Judge Sisi Khampepe being illegally monitored by Jacob Zuma, inquiry hears

From possessing ‘secret’ emails allegedly sent from the private address of retired judge Sisi Khampepe, to hush-hush talks with apartheid-era generals, Jacob Zuma’s shadow looms large over the Khampepe Inquiry.

Illustrative Image: Justice Sisi Khampepe (centre). (Photo: Gallo Images / Alet Pretorius) | Former president Jacob Zuma (left). (Photo: Gallo Images / Siyabonga Sokhela) | Former president Thabo Mbeki (right). (Photo: Gallo Images /  Per-Anders Pettersson) | (By Daniella Lee Ming Yesca) Illustrative Image: Justice Sisi Khampepe (centre). (Photo: Gallo Images / Alet Pretorius) | Former president Jacob Zuma (left). (Photo: Gallo Images / Siyabonga Sokhela) | Former president Thabo Mbeki (right). (Photo: Gallo Images / Per-Anders Pettersson) | (By Daniella Lee Ming Yesca)

It appears that retired Constitutional Court Judge Sisi Khampepe, who chairs the groundbreaking inquiry into possible political interference in the stalling of apartheid-era prosecutions, might be under illegal surveillance.

How else to explain former president Jacob Zuma’s possession of private emails as well as WhatsApps, which he claims were sent from Khampepe to evidence leader, advocate Ishmael Semenya, supposedly offering advice to be passed on to advocate Vas Soni, who dealt with an earlier application by Zuma for Semenya’s recusal?

While Zuma claims the email was dated 5 November, the application for Semenya’s recusal took place only on 12 November, which would render the former president and leader of the uMkhonto weSizwe party a time traveller with incredible foresight.

Read more: Stalled apartheid-era prosecutions: Former presidents Zuma, Mbeki try to further delay the process

Meanwhile, Zuma, in a gesture of Trumpian legal logic, has chosen to “withhold” this vital evidence from the inquiry “for now”.

‘Ongoing investigations’

Advocate Dali Mpofu, representing Zuma in his application for Khampepe’s recusal, said this email would be provided “at some future point, to protect ongoing investigations and once safeguards have been guaranteed”.

However, advocate Howard Varney, on behalf of the victims, noted that Zuma’s “possession and securing of the alleged communication may very well have been illegal”. He said Zuma had not explained how he had obtained the alleged email.

He referred to relevant legislation in South Africa, the Regulation of Interception of Communications Act (RIC, which prohibits the monitoring of communications without consent or legal authorisation, with strict rules for law enforcement).

A landmark ruling was handed down by the Constitutional Court in February 2021 after investigative unit AmaBhungane launched a high court challenge in 2017, when it was discovered that calls between managing partner Sam Sole and Billy Downer, the prosecutor in the Arms Deal investigation into Zuma, had been intercepted.

Semenya argued that no secret communications had taken place and that any that had occurred had been “proper and necessary to assist the commission in establishing evidence and making factual findings”.

Judgment reserved

On Friday, Khampepe reserved judgment in Zuma and former president Thabo Mbeki’s application for her recusal. She sits alongside commissioners, Judge Frans Kgomo and human rights advocate Andrea Gabriel.

The inquiry was established in May 2025 by presidential proclamation to investigate, among other matters, political interference and obstruction in the post-TRC prosecution of apartheid-era crimes.

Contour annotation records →
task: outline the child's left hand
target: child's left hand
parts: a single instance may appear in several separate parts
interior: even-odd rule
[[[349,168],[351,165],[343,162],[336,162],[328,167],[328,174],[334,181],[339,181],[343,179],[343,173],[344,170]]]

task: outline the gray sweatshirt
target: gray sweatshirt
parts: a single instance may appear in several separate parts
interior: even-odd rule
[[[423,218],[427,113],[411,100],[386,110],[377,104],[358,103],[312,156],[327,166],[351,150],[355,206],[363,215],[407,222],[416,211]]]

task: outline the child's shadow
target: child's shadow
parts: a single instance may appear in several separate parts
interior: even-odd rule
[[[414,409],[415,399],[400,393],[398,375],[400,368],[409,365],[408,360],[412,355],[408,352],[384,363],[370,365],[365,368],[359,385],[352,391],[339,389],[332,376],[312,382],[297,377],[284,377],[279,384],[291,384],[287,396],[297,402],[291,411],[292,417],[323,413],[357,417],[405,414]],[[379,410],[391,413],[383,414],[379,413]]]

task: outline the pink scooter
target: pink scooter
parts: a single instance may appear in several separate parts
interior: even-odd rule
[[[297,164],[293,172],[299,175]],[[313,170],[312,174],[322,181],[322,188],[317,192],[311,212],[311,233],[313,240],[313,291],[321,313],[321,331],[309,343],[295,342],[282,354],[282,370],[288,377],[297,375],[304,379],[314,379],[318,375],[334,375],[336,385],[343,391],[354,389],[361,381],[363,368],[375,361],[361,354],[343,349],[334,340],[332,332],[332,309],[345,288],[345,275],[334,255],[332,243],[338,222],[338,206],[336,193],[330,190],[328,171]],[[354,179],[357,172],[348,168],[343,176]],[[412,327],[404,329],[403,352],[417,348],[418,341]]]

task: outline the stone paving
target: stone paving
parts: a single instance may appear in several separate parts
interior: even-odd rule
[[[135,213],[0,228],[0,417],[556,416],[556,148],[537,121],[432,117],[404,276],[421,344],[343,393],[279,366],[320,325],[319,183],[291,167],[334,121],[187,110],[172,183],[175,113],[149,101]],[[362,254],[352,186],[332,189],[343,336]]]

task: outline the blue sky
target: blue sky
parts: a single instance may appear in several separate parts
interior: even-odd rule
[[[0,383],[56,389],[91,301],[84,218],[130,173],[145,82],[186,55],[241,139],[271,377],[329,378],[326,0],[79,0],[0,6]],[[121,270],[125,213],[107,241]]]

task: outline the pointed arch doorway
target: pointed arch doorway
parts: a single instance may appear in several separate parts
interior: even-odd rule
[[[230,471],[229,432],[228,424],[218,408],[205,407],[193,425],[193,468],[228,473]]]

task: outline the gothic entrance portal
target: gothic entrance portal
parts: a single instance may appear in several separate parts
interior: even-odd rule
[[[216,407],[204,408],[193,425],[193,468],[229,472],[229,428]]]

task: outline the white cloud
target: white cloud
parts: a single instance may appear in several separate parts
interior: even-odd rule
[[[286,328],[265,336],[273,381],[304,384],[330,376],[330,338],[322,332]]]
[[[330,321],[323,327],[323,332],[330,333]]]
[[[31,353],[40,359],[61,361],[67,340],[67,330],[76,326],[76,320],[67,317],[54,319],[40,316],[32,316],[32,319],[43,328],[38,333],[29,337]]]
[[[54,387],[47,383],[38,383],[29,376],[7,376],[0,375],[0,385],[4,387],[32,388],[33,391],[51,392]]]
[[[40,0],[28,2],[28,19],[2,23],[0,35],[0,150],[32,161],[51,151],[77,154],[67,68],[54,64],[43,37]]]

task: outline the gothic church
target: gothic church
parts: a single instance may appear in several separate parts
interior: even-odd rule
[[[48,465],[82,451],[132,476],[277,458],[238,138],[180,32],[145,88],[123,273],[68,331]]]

Given exercise 1 →
Summarize the article on the Khampepe Inquiry in two sentences.
Given exercise 2 →
Output the stretch of the entries from the line containing "task: outline the white cloud" through the end of the entries as a JSON list of strings, one string per line, leaving out blank lines.
The article and the entries are unrelated pieces of material.

Expected output 1 →
Retired Constitutional Court Judge Sisi Khampepe, who chairs an inquiry into possible political interference in stalled apartheid-era prosecutions, might be under illegal surveillance, since Jacob Zuma claims to hold emails and WhatsApps allegedly sent from her to evidence leader Ishmael Semenya but is withholding them "for now." Advocate Howard Varney said Zuma's possession of the communication may have been illegal, Semenya denied that any secret communications had taken place, and Khampepe reserved judgment on Zuma and Thabo Mbeki's application for her recusal.

Expected output 2 →
[
  "task: outline the white cloud",
  "target: white cloud",
  "parts: a single instance may appear in several separate parts",
  "interior: even-odd rule",
  "[[[286,328],[265,336],[273,381],[304,384],[330,376],[330,338],[322,332]]]",
  "[[[330,321],[323,327],[323,332],[330,333]]]",
  "[[[31,353],[40,359],[61,361],[67,340],[67,330],[76,326],[76,320],[67,317],[54,319],[40,316],[32,316],[32,319],[43,328],[38,333],[29,337]]]",
  "[[[54,387],[47,383],[38,383],[29,376],[7,376],[0,375],[0,385],[4,387],[32,388],[33,391],[51,392]]]",
  "[[[40,0],[28,2],[28,19],[2,23],[0,35],[0,150],[32,161],[51,151],[77,154],[67,68],[54,64],[43,37]]]",
  "task: outline the gothic church",
  "target: gothic church",
  "parts: a single instance may appear in several separate parts",
  "interior: even-odd rule",
  "[[[48,465],[82,451],[132,476],[277,458],[238,138],[180,32],[145,88],[123,273],[68,331]]]"
]